문제 요구사항 ::
아래 영역 주석 항목에서 "this"라는 문자열이 들어 있는 줄을 모두 찾아 그대로 옮겨 적으십시오.

영역 주석 항목

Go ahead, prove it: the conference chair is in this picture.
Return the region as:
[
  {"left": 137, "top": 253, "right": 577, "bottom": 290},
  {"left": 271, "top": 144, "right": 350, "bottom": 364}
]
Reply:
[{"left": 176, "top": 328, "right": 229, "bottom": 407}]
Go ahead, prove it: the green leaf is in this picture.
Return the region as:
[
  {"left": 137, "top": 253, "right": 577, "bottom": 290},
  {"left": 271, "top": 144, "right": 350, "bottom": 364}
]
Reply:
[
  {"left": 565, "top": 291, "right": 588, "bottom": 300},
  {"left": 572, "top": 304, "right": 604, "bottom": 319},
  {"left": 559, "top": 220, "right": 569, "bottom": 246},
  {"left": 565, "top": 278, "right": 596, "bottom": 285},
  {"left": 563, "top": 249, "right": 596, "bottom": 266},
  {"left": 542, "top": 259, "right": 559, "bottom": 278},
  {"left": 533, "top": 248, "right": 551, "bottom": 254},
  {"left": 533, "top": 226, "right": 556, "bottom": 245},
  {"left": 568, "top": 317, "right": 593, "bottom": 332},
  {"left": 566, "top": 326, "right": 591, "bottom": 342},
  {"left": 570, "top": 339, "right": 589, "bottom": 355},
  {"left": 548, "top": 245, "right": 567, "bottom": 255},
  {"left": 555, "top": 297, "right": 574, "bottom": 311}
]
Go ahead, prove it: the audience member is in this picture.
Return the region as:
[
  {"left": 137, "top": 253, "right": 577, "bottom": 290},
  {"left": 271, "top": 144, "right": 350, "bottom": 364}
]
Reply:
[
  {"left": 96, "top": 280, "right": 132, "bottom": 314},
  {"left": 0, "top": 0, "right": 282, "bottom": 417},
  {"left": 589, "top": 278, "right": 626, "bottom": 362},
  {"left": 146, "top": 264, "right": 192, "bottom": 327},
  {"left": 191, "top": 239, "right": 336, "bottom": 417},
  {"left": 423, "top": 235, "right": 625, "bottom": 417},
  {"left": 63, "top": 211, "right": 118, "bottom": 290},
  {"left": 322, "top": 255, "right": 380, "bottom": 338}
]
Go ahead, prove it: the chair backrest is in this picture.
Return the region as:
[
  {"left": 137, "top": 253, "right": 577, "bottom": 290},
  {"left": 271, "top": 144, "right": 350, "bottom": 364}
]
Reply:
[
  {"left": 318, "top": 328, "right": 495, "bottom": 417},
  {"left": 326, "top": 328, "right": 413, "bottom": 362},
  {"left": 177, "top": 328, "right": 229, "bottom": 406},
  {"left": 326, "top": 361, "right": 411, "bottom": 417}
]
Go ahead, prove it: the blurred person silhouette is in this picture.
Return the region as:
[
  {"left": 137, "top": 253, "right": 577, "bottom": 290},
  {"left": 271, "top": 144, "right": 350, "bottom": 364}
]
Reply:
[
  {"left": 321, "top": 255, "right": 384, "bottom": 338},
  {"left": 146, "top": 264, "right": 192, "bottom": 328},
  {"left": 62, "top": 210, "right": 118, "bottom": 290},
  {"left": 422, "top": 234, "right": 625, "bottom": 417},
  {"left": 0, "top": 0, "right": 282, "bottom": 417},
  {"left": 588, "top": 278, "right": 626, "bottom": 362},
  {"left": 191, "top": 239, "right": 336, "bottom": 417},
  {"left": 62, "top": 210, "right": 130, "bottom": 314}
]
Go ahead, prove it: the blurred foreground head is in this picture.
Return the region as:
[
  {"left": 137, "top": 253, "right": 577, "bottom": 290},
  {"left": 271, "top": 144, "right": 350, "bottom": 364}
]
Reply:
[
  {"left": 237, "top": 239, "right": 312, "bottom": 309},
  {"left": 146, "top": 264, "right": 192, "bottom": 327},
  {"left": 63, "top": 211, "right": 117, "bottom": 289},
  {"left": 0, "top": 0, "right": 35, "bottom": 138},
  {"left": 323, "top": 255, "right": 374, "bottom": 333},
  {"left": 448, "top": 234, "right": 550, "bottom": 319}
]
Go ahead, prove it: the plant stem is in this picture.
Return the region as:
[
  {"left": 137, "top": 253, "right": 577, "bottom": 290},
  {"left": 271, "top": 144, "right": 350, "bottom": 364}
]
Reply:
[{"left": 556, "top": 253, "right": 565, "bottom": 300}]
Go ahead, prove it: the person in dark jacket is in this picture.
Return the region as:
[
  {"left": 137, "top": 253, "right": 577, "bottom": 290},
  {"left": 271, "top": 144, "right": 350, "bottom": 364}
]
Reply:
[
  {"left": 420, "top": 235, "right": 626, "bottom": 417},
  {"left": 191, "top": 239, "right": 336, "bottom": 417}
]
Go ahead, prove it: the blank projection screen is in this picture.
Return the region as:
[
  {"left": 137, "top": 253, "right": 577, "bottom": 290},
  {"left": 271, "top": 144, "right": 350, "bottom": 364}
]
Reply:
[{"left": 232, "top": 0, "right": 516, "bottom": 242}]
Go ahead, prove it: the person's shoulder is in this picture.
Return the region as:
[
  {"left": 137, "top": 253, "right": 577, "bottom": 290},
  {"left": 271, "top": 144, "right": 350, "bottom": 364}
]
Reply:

최종 결과 ::
Go ahead, prove it: the conference chair is in this picture.
Go ahead, prove it: the green leaf is in this picture.
Go ahead, prove it: the audience member is in this picture.
Go ahead, prove it: the chair backrest is in this picture.
Go ahead, prove it: the blurred person silhouette is in this picture.
Go ahead, prove it: the blurred foreground head is in this picture.
Go ahead, prove it: the plant stem is in this picture.
Go ahead, prove it: the person in dark jacket is in this picture.
Go ahead, prove it: the blank projection screen is in this picture.
Go ahead, prove it: the person's shoulder is in this picture.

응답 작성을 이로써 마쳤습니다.